_Records for processing_:
- Opening Delimiter -
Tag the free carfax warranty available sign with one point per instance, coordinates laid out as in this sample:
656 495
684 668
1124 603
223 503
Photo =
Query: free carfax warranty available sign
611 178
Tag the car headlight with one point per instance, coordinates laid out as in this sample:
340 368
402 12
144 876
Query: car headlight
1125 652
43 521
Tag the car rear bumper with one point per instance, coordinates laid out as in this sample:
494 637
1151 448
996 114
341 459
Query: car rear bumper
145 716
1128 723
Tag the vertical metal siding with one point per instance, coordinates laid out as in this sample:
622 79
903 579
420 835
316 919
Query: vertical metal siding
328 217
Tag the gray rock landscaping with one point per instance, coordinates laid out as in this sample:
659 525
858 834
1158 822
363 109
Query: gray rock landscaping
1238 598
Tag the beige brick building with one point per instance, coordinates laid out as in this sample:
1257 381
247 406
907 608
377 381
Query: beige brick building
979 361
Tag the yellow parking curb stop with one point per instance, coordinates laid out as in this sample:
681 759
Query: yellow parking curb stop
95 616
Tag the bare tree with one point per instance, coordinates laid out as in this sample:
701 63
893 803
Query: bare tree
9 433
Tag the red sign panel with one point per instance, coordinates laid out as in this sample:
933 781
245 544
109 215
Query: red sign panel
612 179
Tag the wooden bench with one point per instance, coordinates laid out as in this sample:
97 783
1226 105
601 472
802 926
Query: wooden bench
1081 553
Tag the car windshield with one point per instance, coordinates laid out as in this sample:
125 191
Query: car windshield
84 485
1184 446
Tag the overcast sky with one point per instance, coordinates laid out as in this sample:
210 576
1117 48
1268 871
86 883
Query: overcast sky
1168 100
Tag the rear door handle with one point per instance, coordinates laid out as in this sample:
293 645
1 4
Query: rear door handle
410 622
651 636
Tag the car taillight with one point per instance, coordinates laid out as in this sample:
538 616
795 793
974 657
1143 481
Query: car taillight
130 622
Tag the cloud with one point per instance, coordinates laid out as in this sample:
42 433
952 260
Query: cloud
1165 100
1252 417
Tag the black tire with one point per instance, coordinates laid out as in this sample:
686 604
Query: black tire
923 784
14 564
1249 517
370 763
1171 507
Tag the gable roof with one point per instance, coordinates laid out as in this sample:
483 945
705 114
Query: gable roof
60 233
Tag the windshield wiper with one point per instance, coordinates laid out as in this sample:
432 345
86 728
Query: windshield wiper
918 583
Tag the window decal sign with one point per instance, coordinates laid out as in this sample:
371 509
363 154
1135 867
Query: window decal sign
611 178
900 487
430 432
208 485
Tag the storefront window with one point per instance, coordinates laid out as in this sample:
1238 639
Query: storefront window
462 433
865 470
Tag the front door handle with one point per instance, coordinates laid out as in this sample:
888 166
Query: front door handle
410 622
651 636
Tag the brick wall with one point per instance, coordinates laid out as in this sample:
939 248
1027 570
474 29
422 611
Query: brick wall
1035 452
- Closing Delimiter -
_Activity_: All of the data above must be retyped exactly.

_Result of the task_:
Tag the free carfax warranty available sign with one point per instance, coordinates laid out as in this sample:
656 495
684 668
1124 603
223 503
Photo =
Query: free carfax warranty available sign
611 178
Tag the car headlight with one point per instance, coordinates laid out as in this sample:
340 368
402 12
144 876
Query: car headlight
1125 652
43 521
Tag the car rear bumper with one point per instance, coordinates laid out as in this sample:
494 637
1151 448
996 114
341 459
Query: car rear bumper
145 716
1128 723
Tag the vertical metal siding with one point per instance, coordinates laid out as in this sample:
622 79
903 579
420 835
316 919
Query: vertical metal siding
328 217
Tag the gray rock landscaping with one point per instance, coordinates laid out as in this sample:
659 525
858 834
1158 822
363 109
Query: gray rock landscaping
1238 598
Tag the beige brick building with one point per instance, coordinates laid out as in this sample:
1257 381
247 406
907 608
377 381
Query: beige brick building
979 361
Tag the yellow parking curb stop with one point per instance, coordinates laid out as in this sample:
681 759
Query: yellow parking curb stop
95 616
Tag the bare tree with one point per instance, coordinates laid out as in this sample:
701 63
893 803
Query: bare tree
9 433
Tag the red sign panel with one point per instance, coordinates laid out as in this sample:
933 781
245 544
109 215
Query: red sign panel
612 179
Tag the wooden bench with one point per instance, coordinates laid out as in this sample:
97 783
1226 105
601 472
802 926
Query: wooden bench
1081 553
Tag the car windshield with one point per instance, coordinates laid out as in this sample:
125 191
Query: car windshield
84 485
1184 446
Tag the overcast sky with one point per instance, coordinates laid out as in this sample:
210 576
1117 48
1268 871
86 883
Query: overcast sky
1168 100
Tag the rear door handle with one point per instance, coordinates laid out as in this sample:
293 645
1 4
Query: rear door handle
410 622
651 636
Tag the car taillight with one point per instance, coordinates laid out as in this sample:
538 616
795 793
974 657
1143 481
Query: car taillight
130 622
Tag the cloud with one point per instance, coordinates laid out as in this sample:
42 433
952 260
Query: cloud
1165 100
1252 417
Tag the black tire with one point per instance, coordinates laid out as in this sample:
686 604
Query: black tire
923 784
14 564
1249 517
370 763
1171 507
Tag the gable roof with one point per instance, coordinates laid out as in this sample:
483 945
705 114
Query: gable roof
60 233
Tag the windshield wiper with one point per instance, coordinates laid out as in this sample:
432 345
86 728
Query: windshield wiper
918 583
Tag the window decal sign with one point per instance, coordinates laid out as in this sample:
371 509
363 154
1135 867
Query: window decal sign
611 178
900 487
430 432
208 485
Tag the storefront window with one point per instance, coordinates laid out as in this sample:
1238 639
Query: storefront window
462 433
865 470
Tag the front door handle with one point per instance, coordinates laid out as in this sample:
888 166
Query: front door handle
410 622
651 636
Tag the brick wall with one point per instance, coordinates laid out as in this sample:
939 248
1027 570
474 29
422 611
Query: brick wall
1035 452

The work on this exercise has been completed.